Exactly and only the lines from the one with "Identify the wooden beam" through the end of the listing are to be transcribed, both ends included.
--- Input ---
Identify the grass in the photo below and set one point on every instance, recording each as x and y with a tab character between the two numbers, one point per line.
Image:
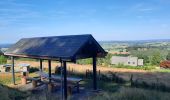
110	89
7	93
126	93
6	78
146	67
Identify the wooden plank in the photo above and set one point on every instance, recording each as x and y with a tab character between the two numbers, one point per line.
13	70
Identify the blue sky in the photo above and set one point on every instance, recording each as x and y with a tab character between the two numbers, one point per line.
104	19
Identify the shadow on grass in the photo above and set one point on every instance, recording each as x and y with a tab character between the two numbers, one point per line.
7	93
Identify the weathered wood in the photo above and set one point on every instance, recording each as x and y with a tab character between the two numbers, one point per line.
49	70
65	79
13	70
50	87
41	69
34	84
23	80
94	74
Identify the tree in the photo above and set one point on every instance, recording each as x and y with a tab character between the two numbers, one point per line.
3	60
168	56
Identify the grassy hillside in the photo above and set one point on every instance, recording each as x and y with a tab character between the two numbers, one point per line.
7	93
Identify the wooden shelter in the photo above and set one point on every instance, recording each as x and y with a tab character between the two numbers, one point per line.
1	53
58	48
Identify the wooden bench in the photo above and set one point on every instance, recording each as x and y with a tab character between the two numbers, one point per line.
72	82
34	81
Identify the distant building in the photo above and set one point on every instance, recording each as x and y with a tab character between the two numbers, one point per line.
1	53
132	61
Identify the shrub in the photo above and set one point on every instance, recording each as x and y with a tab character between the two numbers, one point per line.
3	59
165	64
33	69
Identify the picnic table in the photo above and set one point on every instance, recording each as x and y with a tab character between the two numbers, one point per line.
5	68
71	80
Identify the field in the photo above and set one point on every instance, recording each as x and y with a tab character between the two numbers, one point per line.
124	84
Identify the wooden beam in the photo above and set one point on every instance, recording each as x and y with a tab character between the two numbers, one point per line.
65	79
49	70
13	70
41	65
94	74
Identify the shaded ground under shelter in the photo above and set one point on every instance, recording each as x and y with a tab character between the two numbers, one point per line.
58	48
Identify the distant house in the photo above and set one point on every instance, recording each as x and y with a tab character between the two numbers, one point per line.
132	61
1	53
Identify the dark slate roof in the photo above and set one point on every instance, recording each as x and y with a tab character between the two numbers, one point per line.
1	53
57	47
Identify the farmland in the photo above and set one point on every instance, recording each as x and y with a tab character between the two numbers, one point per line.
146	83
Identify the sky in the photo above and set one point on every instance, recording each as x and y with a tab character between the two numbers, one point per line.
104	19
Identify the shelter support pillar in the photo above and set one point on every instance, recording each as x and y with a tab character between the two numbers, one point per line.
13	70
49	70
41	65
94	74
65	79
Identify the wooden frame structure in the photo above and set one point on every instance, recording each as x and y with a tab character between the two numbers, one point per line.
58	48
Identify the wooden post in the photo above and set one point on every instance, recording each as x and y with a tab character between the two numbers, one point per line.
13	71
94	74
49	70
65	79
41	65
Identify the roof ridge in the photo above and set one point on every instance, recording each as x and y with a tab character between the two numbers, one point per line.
---
> _Correct answer_
Identify the wooden beam in the photo above and set one point on every instance, recording each as x and y with a tab character between the two numbers, one point per line.
65	79
49	70
13	70
41	65
94	74
Identify the shaded ground under shelter in the photo above and set one point on every instance, recording each as x and y with a tab character between the two numbers, one point per line.
58	48
Identify the distant house in the photo above and set one point on every instance, recording each as x and y with a tab character between the two numbers, one point per line.
132	61
1	53
Identify the dark slate roof in the photo above and set one point on every instance, recording each as x and y with a tab character between the two numbers, one point per line.
1	53
57	47
Identify the farmland in the photo above and set one point on every instance, recording each as x and y with a tab character between the two numbers, one point per line.
146	83
Identify the sky in the photo above and set one point on every instance, recording each as x and y with a tab character between the two numbers, one point per line.
104	19
Identify the shelter support pillar in the photo above and set one point on every instance, recording each as x and y with a tab character between the two numbers, one point per line.
13	70
49	70
41	65
94	74
65	79
Identify the wooden frame structure in the photo above and set one point on every instance, recording each as x and y with a tab character between the two numbers, one point per line.
58	48
Identify the wooden post in the photo above and set one point on every instance, recording each as x and y with a tab character between the two numbers, one point per line.
13	71
94	74
49	70
65	79
41	65
Identify the roof ridge in the photo above and set one point on every instance, recording each as x and y with a tab character between the two numbers, one point per line.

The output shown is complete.